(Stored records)
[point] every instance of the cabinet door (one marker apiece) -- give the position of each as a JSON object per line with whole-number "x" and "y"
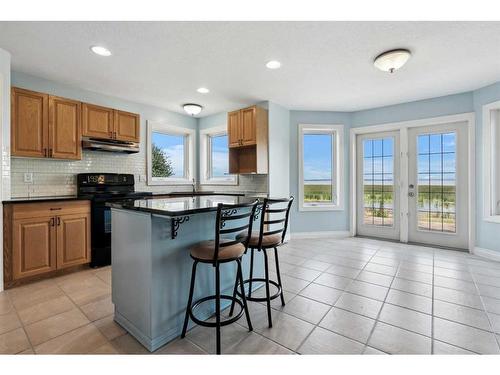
{"x": 33, "y": 247}
{"x": 233, "y": 128}
{"x": 97, "y": 121}
{"x": 73, "y": 240}
{"x": 29, "y": 123}
{"x": 64, "y": 128}
{"x": 127, "y": 126}
{"x": 248, "y": 122}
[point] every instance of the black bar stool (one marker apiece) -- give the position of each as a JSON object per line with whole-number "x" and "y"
{"x": 273, "y": 227}
{"x": 233, "y": 227}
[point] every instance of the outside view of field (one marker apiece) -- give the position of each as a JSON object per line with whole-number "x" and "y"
{"x": 436, "y": 186}
{"x": 318, "y": 168}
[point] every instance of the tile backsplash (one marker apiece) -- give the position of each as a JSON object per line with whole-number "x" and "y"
{"x": 58, "y": 177}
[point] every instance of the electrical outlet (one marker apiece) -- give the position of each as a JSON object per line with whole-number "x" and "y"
{"x": 28, "y": 178}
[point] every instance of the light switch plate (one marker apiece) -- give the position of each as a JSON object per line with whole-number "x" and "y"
{"x": 28, "y": 178}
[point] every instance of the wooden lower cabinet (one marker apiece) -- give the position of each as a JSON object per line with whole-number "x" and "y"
{"x": 40, "y": 239}
{"x": 33, "y": 250}
{"x": 73, "y": 240}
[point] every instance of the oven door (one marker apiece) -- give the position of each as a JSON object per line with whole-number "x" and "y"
{"x": 101, "y": 234}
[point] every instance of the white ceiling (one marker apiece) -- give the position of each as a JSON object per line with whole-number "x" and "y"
{"x": 325, "y": 65}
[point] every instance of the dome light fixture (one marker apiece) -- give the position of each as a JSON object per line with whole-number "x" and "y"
{"x": 392, "y": 60}
{"x": 192, "y": 109}
{"x": 100, "y": 50}
{"x": 273, "y": 64}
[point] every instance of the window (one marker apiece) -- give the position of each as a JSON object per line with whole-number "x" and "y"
{"x": 320, "y": 167}
{"x": 170, "y": 155}
{"x": 491, "y": 161}
{"x": 214, "y": 157}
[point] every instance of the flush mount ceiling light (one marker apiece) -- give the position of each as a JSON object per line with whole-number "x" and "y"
{"x": 192, "y": 109}
{"x": 100, "y": 50}
{"x": 273, "y": 64}
{"x": 390, "y": 61}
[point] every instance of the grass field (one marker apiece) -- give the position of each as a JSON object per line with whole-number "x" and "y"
{"x": 317, "y": 193}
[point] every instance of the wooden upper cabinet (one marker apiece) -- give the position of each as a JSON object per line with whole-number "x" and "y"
{"x": 64, "y": 128}
{"x": 97, "y": 121}
{"x": 29, "y": 123}
{"x": 127, "y": 126}
{"x": 233, "y": 128}
{"x": 73, "y": 240}
{"x": 33, "y": 246}
{"x": 248, "y": 126}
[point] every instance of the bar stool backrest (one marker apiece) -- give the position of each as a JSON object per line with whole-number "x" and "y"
{"x": 233, "y": 222}
{"x": 274, "y": 220}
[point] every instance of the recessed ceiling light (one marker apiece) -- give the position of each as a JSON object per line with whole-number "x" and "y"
{"x": 192, "y": 109}
{"x": 390, "y": 61}
{"x": 273, "y": 64}
{"x": 100, "y": 50}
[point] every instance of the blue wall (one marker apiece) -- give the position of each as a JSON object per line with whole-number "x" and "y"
{"x": 441, "y": 106}
{"x": 487, "y": 234}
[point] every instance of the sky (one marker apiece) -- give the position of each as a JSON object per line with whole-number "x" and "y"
{"x": 173, "y": 146}
{"x": 317, "y": 149}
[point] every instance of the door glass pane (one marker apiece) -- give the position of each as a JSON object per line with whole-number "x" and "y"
{"x": 318, "y": 168}
{"x": 378, "y": 182}
{"x": 436, "y": 186}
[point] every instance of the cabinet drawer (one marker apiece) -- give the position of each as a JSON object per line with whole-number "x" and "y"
{"x": 42, "y": 209}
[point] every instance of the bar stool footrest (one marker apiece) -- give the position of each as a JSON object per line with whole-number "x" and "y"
{"x": 261, "y": 299}
{"x": 222, "y": 322}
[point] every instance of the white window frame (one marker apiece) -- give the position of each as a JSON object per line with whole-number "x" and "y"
{"x": 206, "y": 159}
{"x": 189, "y": 155}
{"x": 491, "y": 127}
{"x": 337, "y": 131}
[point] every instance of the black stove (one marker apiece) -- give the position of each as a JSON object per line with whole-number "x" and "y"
{"x": 101, "y": 188}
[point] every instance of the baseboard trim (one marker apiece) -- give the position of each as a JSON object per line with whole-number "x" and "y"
{"x": 487, "y": 253}
{"x": 321, "y": 234}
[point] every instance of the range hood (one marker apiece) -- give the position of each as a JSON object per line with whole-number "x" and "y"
{"x": 109, "y": 145}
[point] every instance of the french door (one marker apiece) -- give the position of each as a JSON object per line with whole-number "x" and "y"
{"x": 438, "y": 185}
{"x": 378, "y": 164}
{"x": 429, "y": 175}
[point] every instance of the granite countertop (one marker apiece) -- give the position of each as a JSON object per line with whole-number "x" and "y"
{"x": 180, "y": 206}
{"x": 44, "y": 199}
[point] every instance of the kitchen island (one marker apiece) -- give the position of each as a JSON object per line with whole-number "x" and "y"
{"x": 151, "y": 265}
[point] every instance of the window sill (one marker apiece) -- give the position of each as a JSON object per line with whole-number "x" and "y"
{"x": 320, "y": 208}
{"x": 170, "y": 182}
{"x": 493, "y": 219}
{"x": 215, "y": 182}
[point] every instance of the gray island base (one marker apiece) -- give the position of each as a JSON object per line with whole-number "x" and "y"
{"x": 151, "y": 270}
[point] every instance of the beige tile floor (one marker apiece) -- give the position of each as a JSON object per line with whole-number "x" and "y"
{"x": 344, "y": 296}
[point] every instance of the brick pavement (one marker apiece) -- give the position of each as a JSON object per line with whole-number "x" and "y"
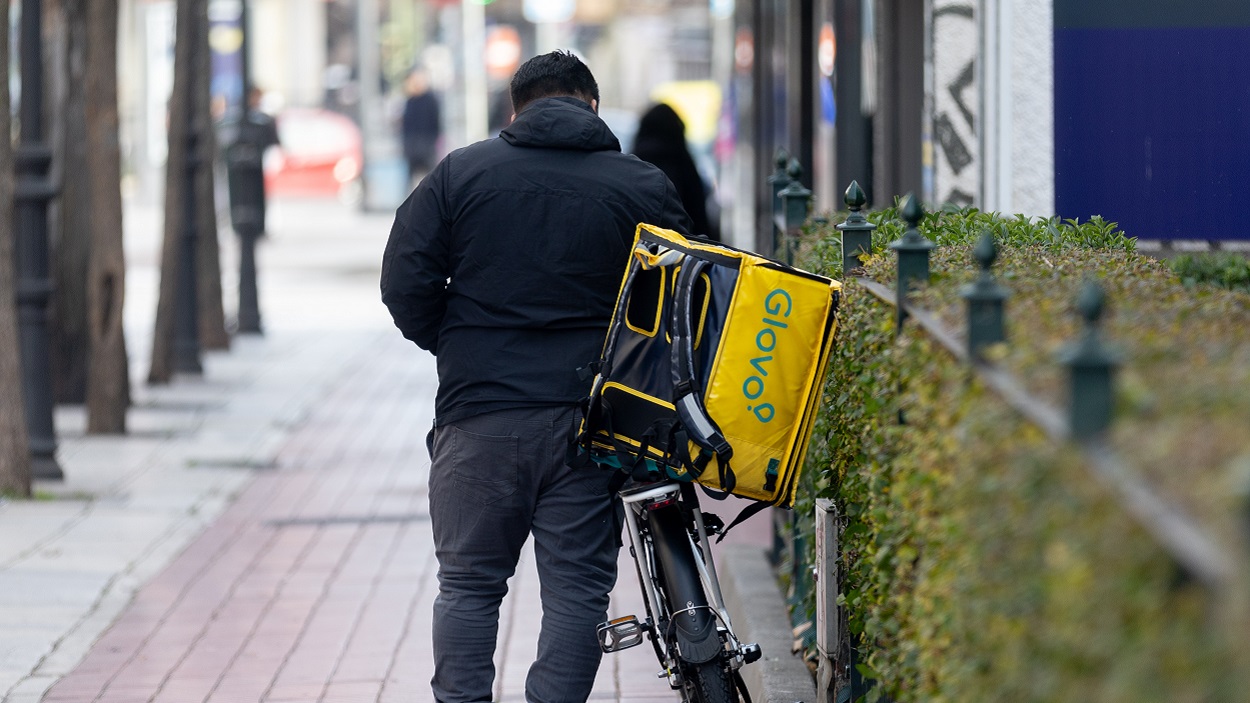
{"x": 316, "y": 583}
{"x": 261, "y": 533}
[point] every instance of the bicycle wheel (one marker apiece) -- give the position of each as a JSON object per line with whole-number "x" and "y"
{"x": 711, "y": 683}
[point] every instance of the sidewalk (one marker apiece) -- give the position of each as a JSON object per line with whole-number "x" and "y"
{"x": 260, "y": 534}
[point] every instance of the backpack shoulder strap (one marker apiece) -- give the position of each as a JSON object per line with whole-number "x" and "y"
{"x": 686, "y": 397}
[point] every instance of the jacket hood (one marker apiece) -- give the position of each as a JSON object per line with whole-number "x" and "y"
{"x": 560, "y": 123}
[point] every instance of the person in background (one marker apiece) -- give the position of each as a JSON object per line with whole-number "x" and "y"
{"x": 661, "y": 140}
{"x": 421, "y": 125}
{"x": 505, "y": 263}
{"x": 245, "y": 135}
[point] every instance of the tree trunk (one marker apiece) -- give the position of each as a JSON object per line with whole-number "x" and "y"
{"x": 213, "y": 318}
{"x": 161, "y": 369}
{"x": 108, "y": 392}
{"x": 14, "y": 442}
{"x": 69, "y": 219}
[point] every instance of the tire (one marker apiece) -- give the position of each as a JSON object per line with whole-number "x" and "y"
{"x": 711, "y": 683}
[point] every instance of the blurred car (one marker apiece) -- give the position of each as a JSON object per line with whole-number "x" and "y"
{"x": 320, "y": 155}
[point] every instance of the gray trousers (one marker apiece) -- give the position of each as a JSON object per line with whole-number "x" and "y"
{"x": 495, "y": 479}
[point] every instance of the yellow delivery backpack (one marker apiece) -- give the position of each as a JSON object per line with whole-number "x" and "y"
{"x": 711, "y": 369}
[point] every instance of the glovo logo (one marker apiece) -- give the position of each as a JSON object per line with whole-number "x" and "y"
{"x": 776, "y": 307}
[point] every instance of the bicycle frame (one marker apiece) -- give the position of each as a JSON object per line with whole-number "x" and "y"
{"x": 650, "y": 510}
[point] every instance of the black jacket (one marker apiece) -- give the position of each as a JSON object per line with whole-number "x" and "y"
{"x": 506, "y": 259}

> [Instructions for the task]: The response should be an exact copy of the lines from the one with "[point] every instance of the tire" through the end of the data, with no other text.

> [Task solution]:
[point] every instance of the tire (one marker apiece) -- give the position of each as a JSON object per line with whole-number "x" and "y"
{"x": 711, "y": 683}
[point] every instance of the blurred car (one marker apiece) -- give the position of each as a JSON object per line with whole-number "x" and "y"
{"x": 320, "y": 155}
[point] every instance of the gray trousers (one marker apiece) -- give the position of each as a JSON object per line with whole-number "x" and "y"
{"x": 495, "y": 479}
[point] every instance of the yellow delivery backpack (one marker apiece) -- give the position of each as a JSON object per line with whole-number "x" and "y"
{"x": 711, "y": 369}
[point] every instance of the glovo logo (one marker apiece) -- give the position of each as a JSON object per line with whole-number "x" and "y"
{"x": 776, "y": 307}
[point] every instance of the bicycle frame (one marker apiece) -- give the position of each as a JSON object per line with whole-number "x" and "y"
{"x": 650, "y": 510}
[point] every instance of the black jacket (one marker apiece) -- give the position of each as a JSON object per line with whole-number "x" and "y"
{"x": 506, "y": 259}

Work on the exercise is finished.